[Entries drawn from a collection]

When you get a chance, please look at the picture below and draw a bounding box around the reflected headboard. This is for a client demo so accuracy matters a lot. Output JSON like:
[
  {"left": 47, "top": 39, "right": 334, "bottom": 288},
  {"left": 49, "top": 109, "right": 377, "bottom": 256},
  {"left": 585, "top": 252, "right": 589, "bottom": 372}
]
...
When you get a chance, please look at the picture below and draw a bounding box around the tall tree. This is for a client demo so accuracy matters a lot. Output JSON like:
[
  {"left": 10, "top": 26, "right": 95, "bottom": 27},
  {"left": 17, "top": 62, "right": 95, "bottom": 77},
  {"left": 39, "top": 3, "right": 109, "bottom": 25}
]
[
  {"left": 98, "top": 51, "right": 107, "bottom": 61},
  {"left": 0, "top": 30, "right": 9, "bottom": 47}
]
* * *
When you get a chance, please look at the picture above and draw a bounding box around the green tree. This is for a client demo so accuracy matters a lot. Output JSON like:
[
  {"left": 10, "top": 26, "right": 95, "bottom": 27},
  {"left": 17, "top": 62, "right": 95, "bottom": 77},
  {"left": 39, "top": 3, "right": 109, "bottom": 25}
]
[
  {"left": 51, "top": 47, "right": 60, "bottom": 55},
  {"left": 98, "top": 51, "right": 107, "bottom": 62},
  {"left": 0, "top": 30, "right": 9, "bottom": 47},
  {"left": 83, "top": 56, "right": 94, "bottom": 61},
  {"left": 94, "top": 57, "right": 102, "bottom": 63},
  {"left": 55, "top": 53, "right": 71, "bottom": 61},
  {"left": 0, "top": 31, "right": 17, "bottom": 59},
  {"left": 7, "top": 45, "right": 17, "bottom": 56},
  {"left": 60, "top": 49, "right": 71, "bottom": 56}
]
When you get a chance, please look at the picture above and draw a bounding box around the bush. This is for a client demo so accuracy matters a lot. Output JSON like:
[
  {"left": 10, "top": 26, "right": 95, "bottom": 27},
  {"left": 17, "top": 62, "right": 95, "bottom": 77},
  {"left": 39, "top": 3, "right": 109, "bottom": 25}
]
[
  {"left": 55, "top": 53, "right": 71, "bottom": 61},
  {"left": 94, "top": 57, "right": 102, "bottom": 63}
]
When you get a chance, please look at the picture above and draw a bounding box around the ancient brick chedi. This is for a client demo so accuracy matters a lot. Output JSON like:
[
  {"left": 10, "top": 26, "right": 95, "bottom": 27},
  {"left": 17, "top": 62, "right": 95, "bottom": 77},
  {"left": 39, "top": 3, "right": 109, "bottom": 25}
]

#### Your goal:
Pick out every line in the rows above that contains the word "accuracy", and copy each one in full.

#### Full answer:
When you get a chance, please look at the picture below and draw a bounding box around the reflected headboard. This is for a client demo so accuracy matters a lot. Output JSON like:
When you get a chance, please look at the picture below and draw a bounding box around the tall tree. This is for a client demo so accuracy matters a lot. Output JSON like:
When you get a chance, please look at the picture above and draw a bounding box around the green tree. This is for a client demo so accuracy matters a lot. Output JSON like:
When you get a chance, please look at the picture above and draw a bounding box around the bush. This is for a client demo so accuracy matters a lot. Output JSON like:
When you get a chance, please look at the picture above and draw a bounding box around the ancient brick chedi. This is for a client demo so accuracy matters a lot. Output JSON like:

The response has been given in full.